§ **WHAT YOU NEED TO DO**
(A) In the error handling notes, which file does the MCP server mode log errors to?
(B) Name every positive consequence listed in the error handling notes, using the short label each one begins with.
(C) Take the error handling notes further, starting right after their last sentence.

§ **PAGE EXTRACT**
----
MCP Server Mode (lib/cov_loupe/base_tool.rb): 1. Each tool wraps execution in a rescue block 2. Uses for_mcp_server handler to log errors to ~/cov_loupe.log 3. Returns structured JSON-RPC error response 4. Server continues running (no crashes)

Library Mode (lib/cov_loupe.rb): 1. Uses for_library handler with error_mode: :off (no logging) 2. Raises custom exceptions directly 3. Consumers catch and handle CovLoupe::Error subclasses

Consequences¶

Positive¶

1. Excellent UX: Each context gets appropriate error handling behavior
2. Robustness: MCP server never crashes on tool errors
3. Debuggability: CLI users can enable stack traces with error modes, MCP errors are logged
4. Clean library API: No unwanted side effects (logging, stderr output) when used as a library
5. Type safety: Custom exceptions allow programmatic error handling by type

Negative¶

1. Complexity: Three error handling paths to maintain and test
2. Coordination required: All error types must implement user_friendly_message consistently
3. Error conversion overhead: Standard errors must be converted to custom exceptions

Trade-offs¶

• Versus uniform error handling: More code complexity, but dramatically better UX in each context
• Versus separate error classes per mode: Single error hierarchy is simpler, factory pattern adds mode-specific behavior

Implementation Notes¶

The ErrorHandler.convert_standard_error method uses pattern matching on exception types and error messages to provide helpful, context-aware error messages. This includes:

• Extracting filenames from system error messages
• Detecting SimpleCov-specific error patterns
• Providing actionable suggestions ("please run your tests first")
----
§ **DATA LINES**

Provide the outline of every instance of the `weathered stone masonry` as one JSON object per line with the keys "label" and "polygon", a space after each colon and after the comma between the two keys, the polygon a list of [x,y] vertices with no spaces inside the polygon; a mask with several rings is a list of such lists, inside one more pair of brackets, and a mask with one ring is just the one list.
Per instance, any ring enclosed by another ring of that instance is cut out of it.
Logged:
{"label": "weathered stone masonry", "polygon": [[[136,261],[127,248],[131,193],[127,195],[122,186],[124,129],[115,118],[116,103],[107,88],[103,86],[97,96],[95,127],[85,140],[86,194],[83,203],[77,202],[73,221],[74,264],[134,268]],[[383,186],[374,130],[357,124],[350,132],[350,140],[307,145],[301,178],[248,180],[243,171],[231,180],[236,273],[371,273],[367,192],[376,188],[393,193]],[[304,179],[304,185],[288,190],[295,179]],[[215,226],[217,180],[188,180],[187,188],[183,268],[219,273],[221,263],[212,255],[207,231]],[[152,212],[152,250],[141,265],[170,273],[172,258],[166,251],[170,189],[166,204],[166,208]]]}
----
§ **RESULTS FOR THE EXERCISE**
(A) ~/cov_loupe.log

(B) Excellent UX, Robustness, Debuggability, Clean library API, Type safety

(C)
References¶

• Custom exceptions: lib/cov_loupe/errors.rb
• ErrorHandler implementation: lib/cov_loupe/error_handler.rb
• ErrorHandlerFactory: lib/cov_loupe/error_handler_factory.rb
• CLI error handling: lib/cov_loupe/cli.rb (rescue block in CoverageCLI#run)
• MCP tool error handling: lib/cov_loupe/base_tool.rb (BaseTool#call)
• Library mode: lib/cov_loupe.rb (error handling within CovLoupe.run)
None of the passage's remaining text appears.